Indeed, the purported "integer overflow" (above) does not
happen.
It is "only" a  'printf' related bug inside .Internal(inspect(.)) on Windows.

*interestingly*, the above bug I've noticed on (64-bit) Linux
does *not* show on Windows (64-bit), at least not for that case:

On Windows, things are fine as long as they remain (compacted
aka 'ALTREP') INTSXP:

  > y <- -1e3:2e9 ;.Internal(inspect(y))
  @0x000000000a285648 13 INTSXP g0c0 [REF(65535)]  -1000 : 2000000000 (compact)
  > y <- -1e3:2.1e9 ;.Internal(inspect(y))
  @0x0000000019925930 13 INTSXP g0c0 [REF(65535)]  -1000 : 2100000000 (compact)

and here, y is correct, just the printing from
.Internal(inspect(y)) is bugous (probably prints the double as an integer):

  > y <- -1e3:2.2e9 ; .Internal(inspect(y))
  @0x00000000195c0178 14 REALSXP g0c0 [REF(65535)]  -1000 : -2094967296 (compact)
  > length(y)
  [1] 2200001001
  > tail(y)

*Dataset entries*:
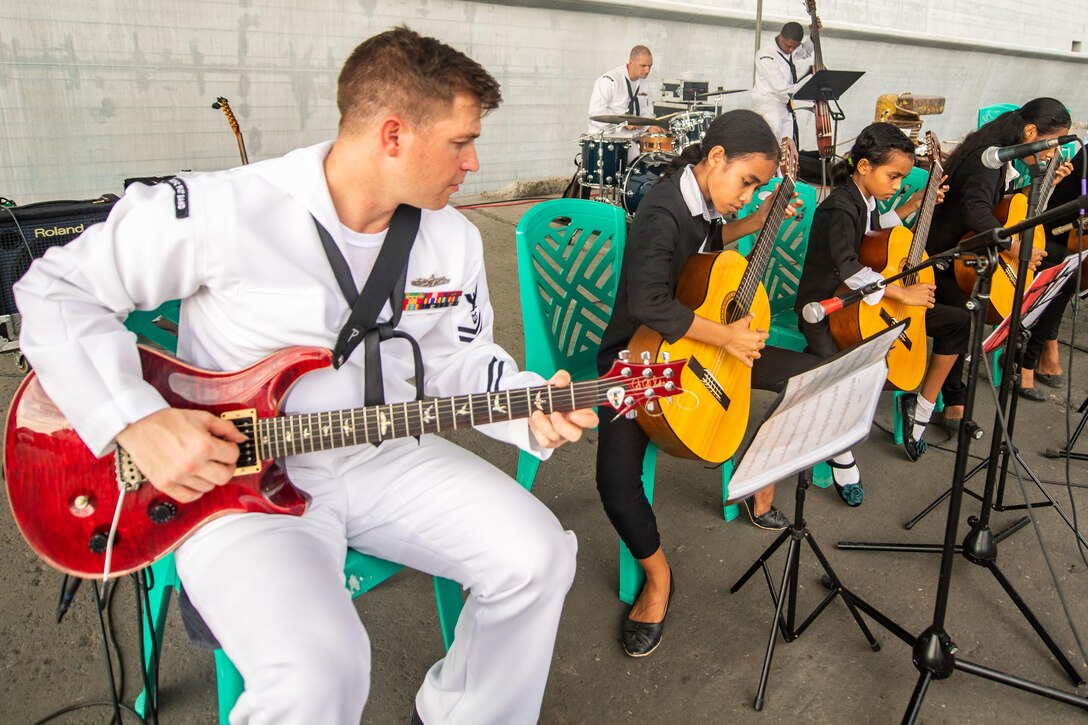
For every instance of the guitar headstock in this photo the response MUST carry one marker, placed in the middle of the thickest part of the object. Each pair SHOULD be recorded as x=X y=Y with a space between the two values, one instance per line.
x=932 y=147
x=633 y=384
x=223 y=105
x=788 y=158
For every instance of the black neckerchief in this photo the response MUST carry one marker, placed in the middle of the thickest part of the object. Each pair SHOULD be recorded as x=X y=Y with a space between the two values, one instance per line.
x=386 y=282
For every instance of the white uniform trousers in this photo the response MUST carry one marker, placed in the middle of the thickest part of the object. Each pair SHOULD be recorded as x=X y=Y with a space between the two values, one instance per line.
x=778 y=118
x=271 y=588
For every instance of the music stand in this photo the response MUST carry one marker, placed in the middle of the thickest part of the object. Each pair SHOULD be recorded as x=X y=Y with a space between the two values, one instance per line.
x=828 y=86
x=820 y=414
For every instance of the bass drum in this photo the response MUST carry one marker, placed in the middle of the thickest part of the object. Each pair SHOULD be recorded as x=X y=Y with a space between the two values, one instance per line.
x=641 y=175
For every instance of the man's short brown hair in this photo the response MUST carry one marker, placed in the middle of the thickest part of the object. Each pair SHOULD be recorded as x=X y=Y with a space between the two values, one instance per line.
x=406 y=73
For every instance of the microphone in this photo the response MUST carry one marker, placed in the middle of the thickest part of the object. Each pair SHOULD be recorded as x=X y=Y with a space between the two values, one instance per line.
x=813 y=312
x=997 y=157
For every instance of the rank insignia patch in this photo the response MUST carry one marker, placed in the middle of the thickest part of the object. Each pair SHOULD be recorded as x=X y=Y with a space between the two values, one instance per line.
x=431 y=299
x=432 y=281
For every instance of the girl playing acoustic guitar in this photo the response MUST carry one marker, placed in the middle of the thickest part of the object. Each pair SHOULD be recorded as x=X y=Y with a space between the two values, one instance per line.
x=676 y=220
x=874 y=170
x=975 y=197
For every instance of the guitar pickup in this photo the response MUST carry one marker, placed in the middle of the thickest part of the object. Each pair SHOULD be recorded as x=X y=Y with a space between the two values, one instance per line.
x=245 y=420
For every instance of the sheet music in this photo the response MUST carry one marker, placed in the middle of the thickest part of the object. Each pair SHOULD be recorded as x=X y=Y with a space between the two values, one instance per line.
x=1043 y=286
x=820 y=414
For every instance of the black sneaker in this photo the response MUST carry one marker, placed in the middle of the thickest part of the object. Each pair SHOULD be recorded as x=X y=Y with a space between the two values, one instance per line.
x=907 y=407
x=773 y=520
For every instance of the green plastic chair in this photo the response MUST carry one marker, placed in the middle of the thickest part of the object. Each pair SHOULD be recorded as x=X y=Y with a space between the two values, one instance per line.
x=781 y=279
x=569 y=256
x=361 y=572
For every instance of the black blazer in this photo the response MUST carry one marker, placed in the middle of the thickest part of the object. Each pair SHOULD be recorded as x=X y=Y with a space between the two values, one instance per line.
x=662 y=238
x=974 y=192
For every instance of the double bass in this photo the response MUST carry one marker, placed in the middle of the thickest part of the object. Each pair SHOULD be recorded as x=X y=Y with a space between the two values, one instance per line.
x=825 y=139
x=1012 y=209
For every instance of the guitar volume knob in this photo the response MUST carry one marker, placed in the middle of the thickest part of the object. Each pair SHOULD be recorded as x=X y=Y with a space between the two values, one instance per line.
x=98 y=542
x=161 y=512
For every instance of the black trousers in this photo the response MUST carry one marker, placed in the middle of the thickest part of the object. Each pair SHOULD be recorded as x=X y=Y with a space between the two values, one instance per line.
x=950 y=294
x=949 y=327
x=621 y=446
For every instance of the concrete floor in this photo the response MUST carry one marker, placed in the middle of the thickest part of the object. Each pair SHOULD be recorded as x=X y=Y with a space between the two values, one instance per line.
x=708 y=664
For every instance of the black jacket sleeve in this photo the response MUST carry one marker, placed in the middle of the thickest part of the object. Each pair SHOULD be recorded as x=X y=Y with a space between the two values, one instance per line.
x=653 y=258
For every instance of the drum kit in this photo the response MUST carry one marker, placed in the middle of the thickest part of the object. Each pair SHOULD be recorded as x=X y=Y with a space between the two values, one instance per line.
x=616 y=175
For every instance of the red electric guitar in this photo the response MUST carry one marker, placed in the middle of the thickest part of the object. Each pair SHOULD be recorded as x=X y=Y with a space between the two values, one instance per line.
x=64 y=499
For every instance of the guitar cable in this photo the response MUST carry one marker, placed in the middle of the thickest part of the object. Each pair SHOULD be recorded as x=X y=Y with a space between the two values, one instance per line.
x=116 y=683
x=109 y=540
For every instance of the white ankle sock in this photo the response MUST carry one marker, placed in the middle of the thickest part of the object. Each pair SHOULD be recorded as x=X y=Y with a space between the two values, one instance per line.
x=923 y=412
x=845 y=476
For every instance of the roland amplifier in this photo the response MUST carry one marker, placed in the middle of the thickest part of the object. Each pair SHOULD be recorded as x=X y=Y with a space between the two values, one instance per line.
x=27 y=232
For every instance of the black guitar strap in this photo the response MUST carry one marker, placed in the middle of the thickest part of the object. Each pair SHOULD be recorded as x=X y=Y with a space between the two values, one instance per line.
x=386 y=282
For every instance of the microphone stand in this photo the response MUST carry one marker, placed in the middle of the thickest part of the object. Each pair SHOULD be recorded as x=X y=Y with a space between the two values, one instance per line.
x=934 y=650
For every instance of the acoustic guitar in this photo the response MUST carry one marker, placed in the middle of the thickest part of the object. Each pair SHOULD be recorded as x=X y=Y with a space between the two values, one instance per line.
x=1012 y=209
x=708 y=421
x=64 y=499
x=223 y=105
x=889 y=252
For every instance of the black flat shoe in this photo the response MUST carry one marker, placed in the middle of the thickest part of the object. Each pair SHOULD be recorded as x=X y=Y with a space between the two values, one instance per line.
x=770 y=520
x=915 y=446
x=1031 y=394
x=852 y=494
x=1056 y=380
x=641 y=638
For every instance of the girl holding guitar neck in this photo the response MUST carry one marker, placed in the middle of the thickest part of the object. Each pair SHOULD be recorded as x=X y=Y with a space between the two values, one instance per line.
x=976 y=193
x=874 y=170
x=677 y=219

*Set of tasks*:
- a) From the R printing-bug discussion, list every command entered at the ">" prompt.
- b) Please pick up the R printing-bug discussion right after its final line and carry it on.

*Results in order*:
- a)
- y <- -1e3:2e9 ;.Internal(inspect(y))
- y <- -1e3:2.1e9 ;.Internal(inspect(y))
- y <- -1e3:2.2e9 ; .Internal(inspect(y))
- length(y)
- tail(y)

- b)
  [1] 2.2e+09 2.2e+09 2.2e+09 2.2e+09 2.2e+09 2.2e+09
  > tail(y) - 2.2e9
  [1] -5 -4 -3 -2 -1  0
  >
#
Thanks Martin.  On further testing, it seems that the segmentation
fault can only occur when the amount of obtainable memory is
sufficiently high. On my machine (admittedly with other processes
running):

$ R --vanilla --max-mem-size=30G -e "x <- c(0L, -2e9:2e9)"
Segmentation fault

$ R --vanilla --max-mem-size=29G -e "x <- c(0L, -2e9:2e9)"
Error: cannot allocate vector of size 14.9 Gb
Execution halted
On Tue, 8 Sep 2020 at 18:52, Martin Maechler <maechler at stat.math.ethz.ch> wrote:
#
On Tue, 8 Sep 2020, Hugh Parsonage wrote:

            
Unfortunately I don't have access to a Windows machine with enough
memory to get to the point of failure. If you have rtools and gdb
installed can you run in gdb and see where the segfault is happening?

Best,

luke

  
    
#
On Tue, 8 Sep 2020, Martin Maechler wrote:

            
It's a '%ld' that probably needs to be '%lld' for Windows. Will fix
sometime soon.

Best,

luke

  
    
#
Unfortunately I only get

[Thread 21752.0x4aa8 exited with code 3221225477]
[Thread 21752.0x4514 exited with code 3221225477]
[Thread 21752.0x3f10 exited with code 3221225477]
[Inferior 1 (process 21752) exited with code 030000000005]

(I'm guessing I would need to build an instrumented version of R, or
can R be debugged using gdb with an off-the-shelf installation?)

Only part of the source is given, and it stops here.